Objective: Translate the following sentence from the interview transcript into French: "I believe that the policy for dealing with Iran is still under formulation."

------ Supplied passage ------

Now, I believe there is a lot to be achieved through diplomacy. I believe the U.S. is starting on the right track to start to engage. I mean, let's learn from our mistakes. Let's learn from a very recent experience.

Iraq was tough. We can have differences in opinions about it, but, I mean, Iraq -- it's not yet over in Iraq. I know things are improving. But even, you know, look beyond Iraq, what has the war in Iraq done in the region at large. How it has radicalized opinion in the region at large, and how it had -- the core issue further complicated the way we've been talking about it right now.

So, I mean, I don't want to think in that direction. I hope people are not thinking in that direction.

Fine, I know the U.S. administration is saying, we're not leaving any options off the table, and so on. Fine. That's a standard political position. But let's engage. Let's try and get, you know, for a change, a resolution to some of those difficult issues through diplomacy and through negotiations.

ZAKARIA: So, you want the U.S. to negotiate with Iran.

MUBARAK: I guess they have already declared -- it depends how you define negotiations -- they have declared that they want to engage. Now, engage could mean many things.

I believe that the policy for dealing with Iran is still under formulation. At least that's what I'm hearing.

I guess very soon, once you start to engage, you start to specify very clearly what your vision is, what so you expect. And then you have to see where the process takes you.

ZAKARIA: And we will be back with Gamal Mubarak in a moment.

(COMMERCIAL BREAK)

ZAKARIA: You're watching this administration, and it's making you very hopeful, it sounds like. Are you optimistic that this Israeli-Palestinian problem, almost 60 years old, is finally going to be solved?

------ Dataset content ------

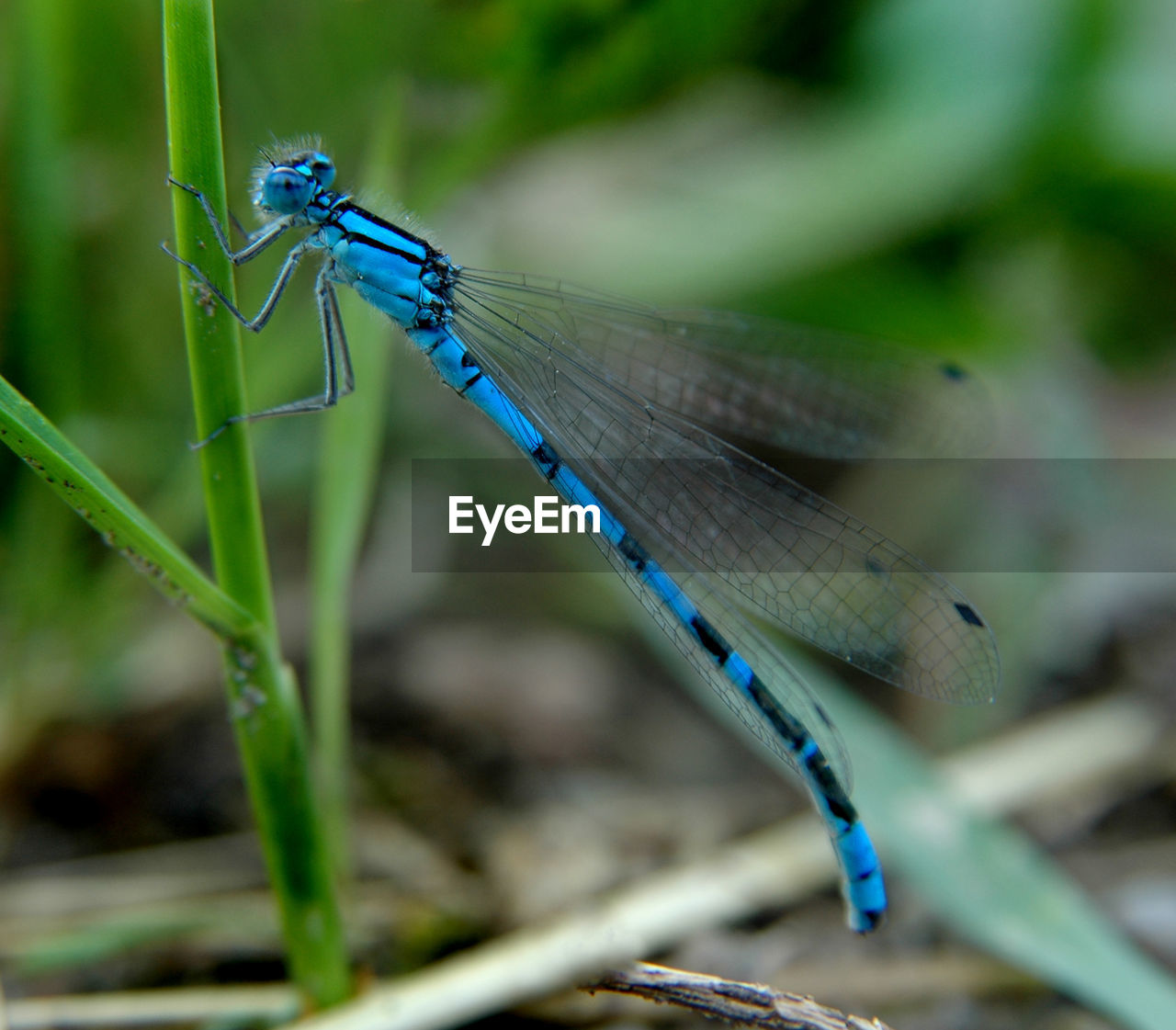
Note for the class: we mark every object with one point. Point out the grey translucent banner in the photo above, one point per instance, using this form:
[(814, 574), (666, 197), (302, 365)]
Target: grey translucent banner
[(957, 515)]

------

Written solution: Je crois que la politique à adopter envers l'Iran est toujours en cours d'élaboration.